(Object point labels)
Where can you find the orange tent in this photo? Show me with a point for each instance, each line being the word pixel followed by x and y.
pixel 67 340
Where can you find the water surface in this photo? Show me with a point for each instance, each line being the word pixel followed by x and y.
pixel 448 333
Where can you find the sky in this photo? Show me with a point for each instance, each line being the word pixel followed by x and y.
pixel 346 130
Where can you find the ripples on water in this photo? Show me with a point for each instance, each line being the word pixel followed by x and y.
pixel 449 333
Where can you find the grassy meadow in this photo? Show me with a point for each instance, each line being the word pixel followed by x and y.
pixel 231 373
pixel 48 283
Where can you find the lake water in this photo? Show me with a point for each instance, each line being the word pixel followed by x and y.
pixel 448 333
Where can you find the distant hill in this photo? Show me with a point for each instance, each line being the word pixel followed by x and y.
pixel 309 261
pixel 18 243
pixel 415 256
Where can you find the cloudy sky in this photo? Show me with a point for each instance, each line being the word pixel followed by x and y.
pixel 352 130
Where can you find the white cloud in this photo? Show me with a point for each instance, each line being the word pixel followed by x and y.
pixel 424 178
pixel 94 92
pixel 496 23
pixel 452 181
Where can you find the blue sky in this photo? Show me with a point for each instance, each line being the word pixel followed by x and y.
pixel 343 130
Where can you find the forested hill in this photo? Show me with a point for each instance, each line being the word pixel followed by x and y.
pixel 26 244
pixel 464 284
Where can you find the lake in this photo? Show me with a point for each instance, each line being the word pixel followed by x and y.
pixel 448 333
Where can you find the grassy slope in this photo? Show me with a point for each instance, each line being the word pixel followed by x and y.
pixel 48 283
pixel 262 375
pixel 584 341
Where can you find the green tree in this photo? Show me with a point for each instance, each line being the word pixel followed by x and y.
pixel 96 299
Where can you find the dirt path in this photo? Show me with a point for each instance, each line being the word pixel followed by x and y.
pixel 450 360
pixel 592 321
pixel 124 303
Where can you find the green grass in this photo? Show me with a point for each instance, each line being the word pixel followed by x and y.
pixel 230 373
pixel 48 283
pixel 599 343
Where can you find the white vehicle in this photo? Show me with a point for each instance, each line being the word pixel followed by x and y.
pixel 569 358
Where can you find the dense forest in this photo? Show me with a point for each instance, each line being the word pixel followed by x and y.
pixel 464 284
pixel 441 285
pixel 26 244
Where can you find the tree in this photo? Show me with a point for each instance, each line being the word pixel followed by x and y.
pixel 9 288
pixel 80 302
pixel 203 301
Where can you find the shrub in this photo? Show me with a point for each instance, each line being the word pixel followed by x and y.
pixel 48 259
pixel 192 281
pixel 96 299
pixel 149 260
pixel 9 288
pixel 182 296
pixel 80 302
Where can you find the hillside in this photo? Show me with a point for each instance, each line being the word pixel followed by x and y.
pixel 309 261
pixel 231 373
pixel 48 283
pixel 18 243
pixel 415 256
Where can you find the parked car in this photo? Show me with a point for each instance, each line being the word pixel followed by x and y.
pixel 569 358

Prompt – Retype, exactly and only, the lines running from the one with "Where can you find the shrub" through the final line of the listing above.

Response –
Where can you find the shrub in this photo? Show me with a point for each instance, each line being the word pixel followed by x and y.
pixel 48 259
pixel 192 281
pixel 96 299
pixel 149 260
pixel 9 288
pixel 182 296
pixel 80 302
Where can you find the hillside in this photo? Show me with a point for each instance, each line being the word pixel followed by x and y.
pixel 309 261
pixel 231 373
pixel 48 283
pixel 18 243
pixel 415 256
Where can you find the parked car in this photo? Show me with a point for each instance, each line being the word pixel followed by x and y.
pixel 569 358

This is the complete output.